§ Prompt
Under this line are the records; write out word for word the part that begins at the line containing "Target: mountain range" and ends at the line containing "Exercise. Put one point on each instance of the mountain slope", and no more.
======== Task data ========
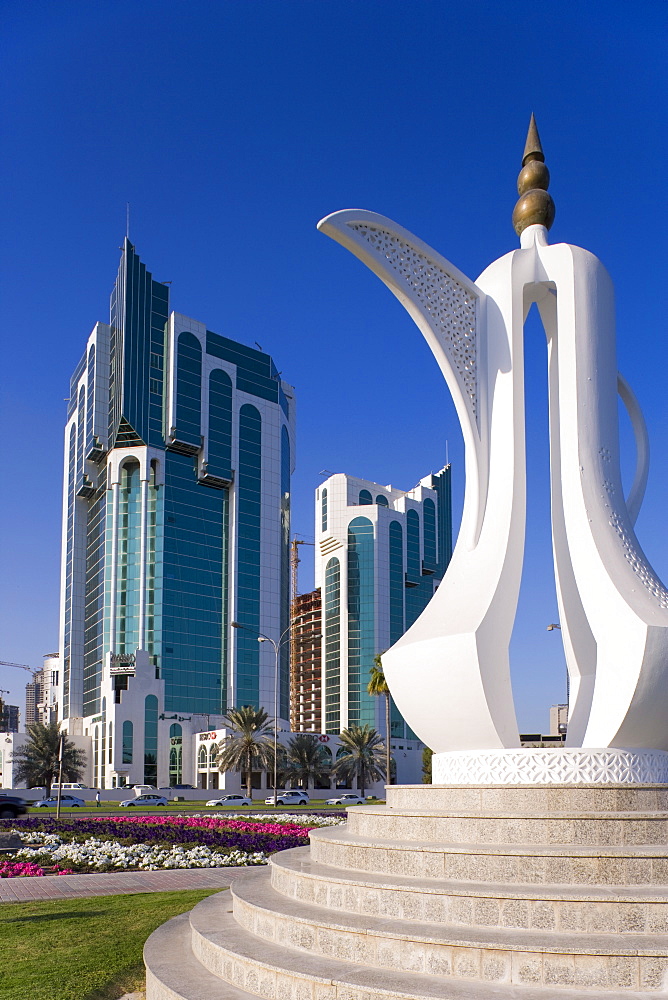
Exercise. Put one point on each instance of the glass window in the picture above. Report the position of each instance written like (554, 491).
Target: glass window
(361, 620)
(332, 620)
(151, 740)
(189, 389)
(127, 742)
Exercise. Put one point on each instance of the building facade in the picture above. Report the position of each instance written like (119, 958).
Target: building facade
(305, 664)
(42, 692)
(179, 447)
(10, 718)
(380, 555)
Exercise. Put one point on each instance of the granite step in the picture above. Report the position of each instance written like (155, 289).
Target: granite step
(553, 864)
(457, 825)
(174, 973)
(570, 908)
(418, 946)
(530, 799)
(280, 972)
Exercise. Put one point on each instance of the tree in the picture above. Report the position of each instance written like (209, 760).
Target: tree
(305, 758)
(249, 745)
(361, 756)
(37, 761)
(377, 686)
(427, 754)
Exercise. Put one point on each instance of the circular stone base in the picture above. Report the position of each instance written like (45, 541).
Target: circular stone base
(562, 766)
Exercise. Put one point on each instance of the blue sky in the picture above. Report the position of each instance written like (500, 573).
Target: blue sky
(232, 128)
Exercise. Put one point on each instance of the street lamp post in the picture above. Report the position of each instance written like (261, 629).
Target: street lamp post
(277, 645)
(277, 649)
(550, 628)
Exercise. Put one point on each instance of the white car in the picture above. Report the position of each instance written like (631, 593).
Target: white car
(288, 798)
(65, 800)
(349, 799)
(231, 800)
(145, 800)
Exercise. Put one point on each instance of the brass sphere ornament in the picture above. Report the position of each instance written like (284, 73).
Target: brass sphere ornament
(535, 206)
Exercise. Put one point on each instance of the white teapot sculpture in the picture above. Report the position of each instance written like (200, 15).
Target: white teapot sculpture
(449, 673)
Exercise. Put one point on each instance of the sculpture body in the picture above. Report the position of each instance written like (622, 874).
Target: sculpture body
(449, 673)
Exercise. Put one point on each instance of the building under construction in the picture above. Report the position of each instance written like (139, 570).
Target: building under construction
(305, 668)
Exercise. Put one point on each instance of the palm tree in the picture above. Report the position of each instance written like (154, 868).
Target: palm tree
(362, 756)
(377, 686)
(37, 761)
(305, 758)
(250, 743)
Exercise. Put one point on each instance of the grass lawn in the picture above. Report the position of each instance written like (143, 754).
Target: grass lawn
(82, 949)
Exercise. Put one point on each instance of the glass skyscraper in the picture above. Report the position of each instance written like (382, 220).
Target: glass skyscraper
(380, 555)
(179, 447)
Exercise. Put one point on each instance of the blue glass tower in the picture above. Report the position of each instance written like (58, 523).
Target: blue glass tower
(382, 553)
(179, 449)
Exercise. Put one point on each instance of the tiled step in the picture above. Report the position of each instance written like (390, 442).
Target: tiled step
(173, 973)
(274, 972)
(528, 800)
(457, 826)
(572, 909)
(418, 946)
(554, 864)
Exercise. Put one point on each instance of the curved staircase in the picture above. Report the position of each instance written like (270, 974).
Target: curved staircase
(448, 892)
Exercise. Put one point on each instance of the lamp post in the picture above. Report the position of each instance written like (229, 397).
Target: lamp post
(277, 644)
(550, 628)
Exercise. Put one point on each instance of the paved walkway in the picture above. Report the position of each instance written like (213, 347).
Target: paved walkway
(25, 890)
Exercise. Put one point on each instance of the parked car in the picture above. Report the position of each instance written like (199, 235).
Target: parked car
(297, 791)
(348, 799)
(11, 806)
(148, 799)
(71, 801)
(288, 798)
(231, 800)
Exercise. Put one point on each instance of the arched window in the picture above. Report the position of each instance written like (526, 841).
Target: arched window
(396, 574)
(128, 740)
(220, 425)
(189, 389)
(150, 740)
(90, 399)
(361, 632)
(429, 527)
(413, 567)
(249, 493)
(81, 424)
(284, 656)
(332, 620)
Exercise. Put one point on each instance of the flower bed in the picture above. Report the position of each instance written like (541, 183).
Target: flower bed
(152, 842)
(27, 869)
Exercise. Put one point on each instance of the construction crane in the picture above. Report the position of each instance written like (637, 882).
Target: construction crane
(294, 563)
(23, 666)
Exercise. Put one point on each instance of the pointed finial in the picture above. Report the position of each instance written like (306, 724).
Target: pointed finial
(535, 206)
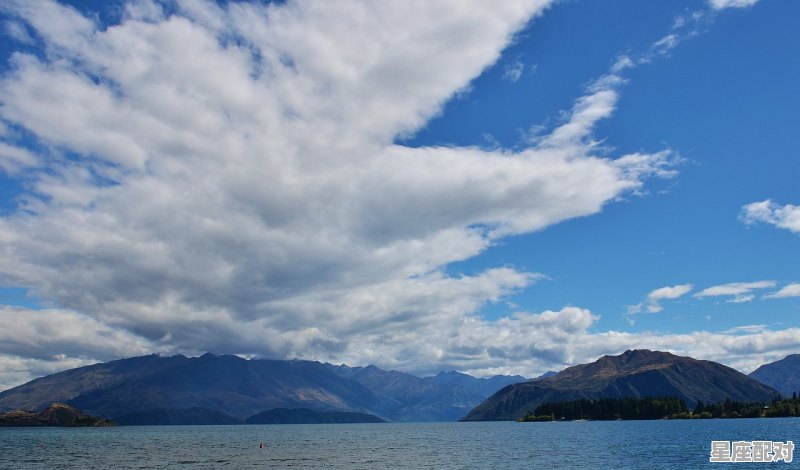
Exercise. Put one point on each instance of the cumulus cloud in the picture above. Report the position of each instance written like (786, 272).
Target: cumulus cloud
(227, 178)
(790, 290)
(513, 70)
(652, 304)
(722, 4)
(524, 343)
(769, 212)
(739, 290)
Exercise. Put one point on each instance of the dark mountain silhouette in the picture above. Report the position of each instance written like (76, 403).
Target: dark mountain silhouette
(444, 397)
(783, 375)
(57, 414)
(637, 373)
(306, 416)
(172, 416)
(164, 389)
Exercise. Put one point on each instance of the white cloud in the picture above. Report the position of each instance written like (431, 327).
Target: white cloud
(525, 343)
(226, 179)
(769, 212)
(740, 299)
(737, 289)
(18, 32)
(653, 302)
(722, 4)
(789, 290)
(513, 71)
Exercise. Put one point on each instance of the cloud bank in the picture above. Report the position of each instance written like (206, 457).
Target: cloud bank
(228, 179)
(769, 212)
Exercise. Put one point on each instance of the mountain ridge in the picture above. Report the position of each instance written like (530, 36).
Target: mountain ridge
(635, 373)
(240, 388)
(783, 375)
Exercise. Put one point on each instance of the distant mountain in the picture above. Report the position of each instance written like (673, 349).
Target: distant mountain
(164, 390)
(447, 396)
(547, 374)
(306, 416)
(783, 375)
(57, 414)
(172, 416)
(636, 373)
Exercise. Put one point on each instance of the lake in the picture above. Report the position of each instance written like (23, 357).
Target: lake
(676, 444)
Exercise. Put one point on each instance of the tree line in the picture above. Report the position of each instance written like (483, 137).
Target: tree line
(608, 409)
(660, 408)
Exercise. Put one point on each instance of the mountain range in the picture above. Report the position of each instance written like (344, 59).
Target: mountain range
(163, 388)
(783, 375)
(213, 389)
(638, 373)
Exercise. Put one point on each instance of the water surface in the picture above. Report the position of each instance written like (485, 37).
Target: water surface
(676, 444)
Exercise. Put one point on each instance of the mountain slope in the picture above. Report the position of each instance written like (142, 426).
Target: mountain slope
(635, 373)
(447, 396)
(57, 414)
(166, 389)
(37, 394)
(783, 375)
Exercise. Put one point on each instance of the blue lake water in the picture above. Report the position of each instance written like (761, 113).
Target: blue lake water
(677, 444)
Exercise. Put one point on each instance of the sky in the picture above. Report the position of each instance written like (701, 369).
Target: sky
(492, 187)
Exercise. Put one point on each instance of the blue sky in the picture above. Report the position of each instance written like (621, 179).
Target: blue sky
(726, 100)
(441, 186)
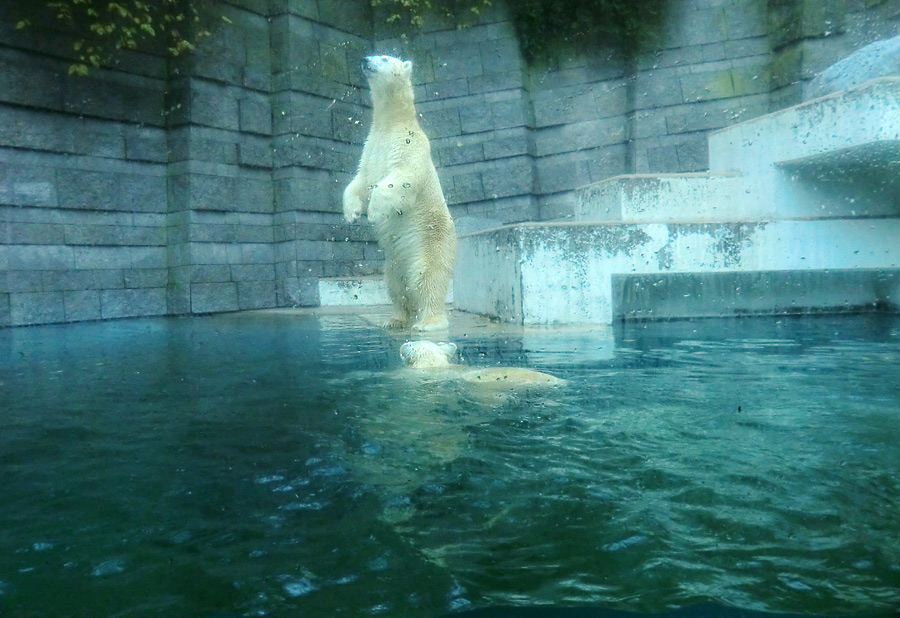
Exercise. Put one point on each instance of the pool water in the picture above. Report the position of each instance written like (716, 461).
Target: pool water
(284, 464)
========
======== Task data ========
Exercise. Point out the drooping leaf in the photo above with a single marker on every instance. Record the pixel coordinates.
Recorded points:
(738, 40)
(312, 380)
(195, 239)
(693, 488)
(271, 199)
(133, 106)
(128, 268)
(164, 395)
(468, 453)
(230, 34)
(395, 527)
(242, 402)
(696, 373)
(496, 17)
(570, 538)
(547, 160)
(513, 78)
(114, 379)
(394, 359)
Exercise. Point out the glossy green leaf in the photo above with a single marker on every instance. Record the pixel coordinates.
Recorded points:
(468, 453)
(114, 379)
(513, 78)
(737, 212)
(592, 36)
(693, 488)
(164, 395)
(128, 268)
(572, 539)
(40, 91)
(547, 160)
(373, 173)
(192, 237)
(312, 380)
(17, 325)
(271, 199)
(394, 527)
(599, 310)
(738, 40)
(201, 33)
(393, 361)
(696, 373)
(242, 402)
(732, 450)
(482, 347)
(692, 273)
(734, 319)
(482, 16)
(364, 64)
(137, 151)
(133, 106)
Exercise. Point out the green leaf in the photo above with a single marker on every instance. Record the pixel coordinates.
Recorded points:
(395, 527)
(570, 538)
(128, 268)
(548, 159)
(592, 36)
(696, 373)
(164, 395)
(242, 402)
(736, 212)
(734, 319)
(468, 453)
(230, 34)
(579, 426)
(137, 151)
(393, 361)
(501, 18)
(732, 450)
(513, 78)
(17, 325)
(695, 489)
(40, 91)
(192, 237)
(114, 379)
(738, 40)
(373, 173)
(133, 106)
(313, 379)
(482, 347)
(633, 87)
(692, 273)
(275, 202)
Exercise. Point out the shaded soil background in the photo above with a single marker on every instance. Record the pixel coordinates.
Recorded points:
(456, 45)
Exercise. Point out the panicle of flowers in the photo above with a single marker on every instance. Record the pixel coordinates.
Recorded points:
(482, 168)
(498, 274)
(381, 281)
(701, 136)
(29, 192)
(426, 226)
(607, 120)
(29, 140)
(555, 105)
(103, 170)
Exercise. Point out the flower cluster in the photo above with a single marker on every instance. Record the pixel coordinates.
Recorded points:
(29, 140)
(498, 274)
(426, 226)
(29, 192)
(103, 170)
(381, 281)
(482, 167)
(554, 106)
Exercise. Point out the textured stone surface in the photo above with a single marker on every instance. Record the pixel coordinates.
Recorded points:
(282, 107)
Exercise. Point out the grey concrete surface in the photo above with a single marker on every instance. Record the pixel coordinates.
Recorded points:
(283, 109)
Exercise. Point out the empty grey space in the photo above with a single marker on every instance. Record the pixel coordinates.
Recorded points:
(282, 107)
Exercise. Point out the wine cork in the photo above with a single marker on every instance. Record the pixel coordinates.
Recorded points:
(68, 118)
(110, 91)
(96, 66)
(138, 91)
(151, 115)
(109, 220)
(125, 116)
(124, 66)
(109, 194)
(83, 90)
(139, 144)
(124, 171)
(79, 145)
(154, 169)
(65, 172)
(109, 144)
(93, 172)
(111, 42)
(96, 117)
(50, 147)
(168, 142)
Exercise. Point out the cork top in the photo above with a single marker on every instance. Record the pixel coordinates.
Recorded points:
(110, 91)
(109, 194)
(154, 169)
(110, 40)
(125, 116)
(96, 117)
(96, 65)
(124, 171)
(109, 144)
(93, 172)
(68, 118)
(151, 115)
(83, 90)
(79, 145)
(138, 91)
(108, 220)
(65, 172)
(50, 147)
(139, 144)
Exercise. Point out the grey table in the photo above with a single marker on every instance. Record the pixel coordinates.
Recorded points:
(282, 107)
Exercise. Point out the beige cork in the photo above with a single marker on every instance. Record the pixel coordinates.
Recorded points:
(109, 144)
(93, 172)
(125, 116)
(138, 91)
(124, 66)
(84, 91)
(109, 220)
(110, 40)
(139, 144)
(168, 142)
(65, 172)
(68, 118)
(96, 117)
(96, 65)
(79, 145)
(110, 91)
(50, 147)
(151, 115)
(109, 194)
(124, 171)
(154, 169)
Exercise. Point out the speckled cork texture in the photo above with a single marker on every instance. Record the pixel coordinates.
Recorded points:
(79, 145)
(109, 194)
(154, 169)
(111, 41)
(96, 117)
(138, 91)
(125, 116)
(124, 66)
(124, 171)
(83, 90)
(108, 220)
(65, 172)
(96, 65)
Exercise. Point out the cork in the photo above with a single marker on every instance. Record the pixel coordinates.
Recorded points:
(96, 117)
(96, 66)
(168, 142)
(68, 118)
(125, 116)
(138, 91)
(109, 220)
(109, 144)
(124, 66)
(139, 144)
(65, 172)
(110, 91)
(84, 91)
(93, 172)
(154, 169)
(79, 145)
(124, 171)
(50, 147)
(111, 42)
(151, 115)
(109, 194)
========
======== Task data ========
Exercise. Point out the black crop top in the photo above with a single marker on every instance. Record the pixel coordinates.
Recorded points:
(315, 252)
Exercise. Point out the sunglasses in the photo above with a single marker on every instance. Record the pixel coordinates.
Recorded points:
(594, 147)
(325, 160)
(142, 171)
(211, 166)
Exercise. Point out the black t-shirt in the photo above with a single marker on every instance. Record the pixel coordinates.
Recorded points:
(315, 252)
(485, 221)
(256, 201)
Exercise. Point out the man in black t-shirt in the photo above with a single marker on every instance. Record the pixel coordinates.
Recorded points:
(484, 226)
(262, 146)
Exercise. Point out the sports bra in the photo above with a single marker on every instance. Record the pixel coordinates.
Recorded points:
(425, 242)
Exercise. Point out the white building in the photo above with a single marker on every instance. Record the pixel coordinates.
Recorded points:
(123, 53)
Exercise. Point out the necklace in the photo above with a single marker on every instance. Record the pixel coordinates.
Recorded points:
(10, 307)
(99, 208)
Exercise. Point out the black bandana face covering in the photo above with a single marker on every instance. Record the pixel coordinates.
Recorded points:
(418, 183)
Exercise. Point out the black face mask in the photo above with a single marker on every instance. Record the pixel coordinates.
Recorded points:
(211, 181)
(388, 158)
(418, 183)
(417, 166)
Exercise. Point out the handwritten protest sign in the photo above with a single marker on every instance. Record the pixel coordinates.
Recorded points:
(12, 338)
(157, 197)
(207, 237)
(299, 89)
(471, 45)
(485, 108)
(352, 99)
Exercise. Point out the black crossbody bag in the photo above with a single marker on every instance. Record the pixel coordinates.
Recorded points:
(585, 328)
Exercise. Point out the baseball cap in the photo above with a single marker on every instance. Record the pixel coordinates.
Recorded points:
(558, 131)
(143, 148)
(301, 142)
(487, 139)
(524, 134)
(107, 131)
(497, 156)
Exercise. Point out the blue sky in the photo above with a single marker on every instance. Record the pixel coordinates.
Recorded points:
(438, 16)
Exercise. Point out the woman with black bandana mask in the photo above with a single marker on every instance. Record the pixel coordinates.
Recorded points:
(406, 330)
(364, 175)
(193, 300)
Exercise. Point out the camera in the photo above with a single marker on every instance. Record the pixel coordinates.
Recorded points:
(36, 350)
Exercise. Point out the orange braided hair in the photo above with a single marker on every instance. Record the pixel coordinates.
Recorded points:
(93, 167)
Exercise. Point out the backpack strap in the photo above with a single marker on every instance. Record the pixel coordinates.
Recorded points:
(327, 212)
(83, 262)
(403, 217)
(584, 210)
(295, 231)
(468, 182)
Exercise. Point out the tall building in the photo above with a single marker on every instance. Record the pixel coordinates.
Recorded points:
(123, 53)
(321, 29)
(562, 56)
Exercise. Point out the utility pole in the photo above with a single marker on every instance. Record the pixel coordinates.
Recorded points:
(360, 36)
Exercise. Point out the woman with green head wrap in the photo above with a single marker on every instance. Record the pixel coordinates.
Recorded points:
========
§ Solution for this problem
Target: mountain range
(163, 388)
(783, 375)
(213, 389)
(638, 373)
Exercise. Put one point on each instance of the water surface in the picture above. Report the position of each instance written like (485, 37).
Target: water surface
(676, 444)
Exercise. Put one point on each instance of the mountain slope in the picture above. Report the position of each instance written like (142, 426).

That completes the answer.